-- Exercise instructions --
Reproduce every line of the records below without any changes.

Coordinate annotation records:
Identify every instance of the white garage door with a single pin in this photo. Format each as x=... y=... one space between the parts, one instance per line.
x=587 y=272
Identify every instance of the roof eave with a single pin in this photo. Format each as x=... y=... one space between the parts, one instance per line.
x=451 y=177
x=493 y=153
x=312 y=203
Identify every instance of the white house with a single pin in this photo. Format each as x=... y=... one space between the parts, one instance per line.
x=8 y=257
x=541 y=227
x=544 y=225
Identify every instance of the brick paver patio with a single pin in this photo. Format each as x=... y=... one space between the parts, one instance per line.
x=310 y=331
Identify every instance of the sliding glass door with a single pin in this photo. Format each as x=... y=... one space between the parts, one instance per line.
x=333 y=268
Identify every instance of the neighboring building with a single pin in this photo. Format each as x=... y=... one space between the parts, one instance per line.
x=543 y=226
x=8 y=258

-- Result --
Identify every instance of the white garage door with a single pin in this photo. Format each as x=... y=... one space between the parts, one instance per line.
x=587 y=272
Identify every instance of the roof eave with a single pin in this photo. Format each as x=... y=... one space between the parts, one instance per line.
x=451 y=177
x=493 y=153
x=312 y=203
Identify every instance of the white house with a single pin in this photo. Format each as x=... y=... one space between the parts, one instance per line.
x=8 y=257
x=541 y=227
x=544 y=225
Identify every instance of the brick paver patio with a single pin in this photo. Format each as x=... y=... one space between the parts, one instance per line.
x=310 y=331
Identify every instance of the sliding glass door with a single pin in this photo. Format each as x=... y=... one space between the parts, one instance per line.
x=333 y=268
Identify every instance of the neighboring building with a single pin in this photo. Format each as x=... y=... one space between the parts, one instance per line.
x=543 y=226
x=8 y=258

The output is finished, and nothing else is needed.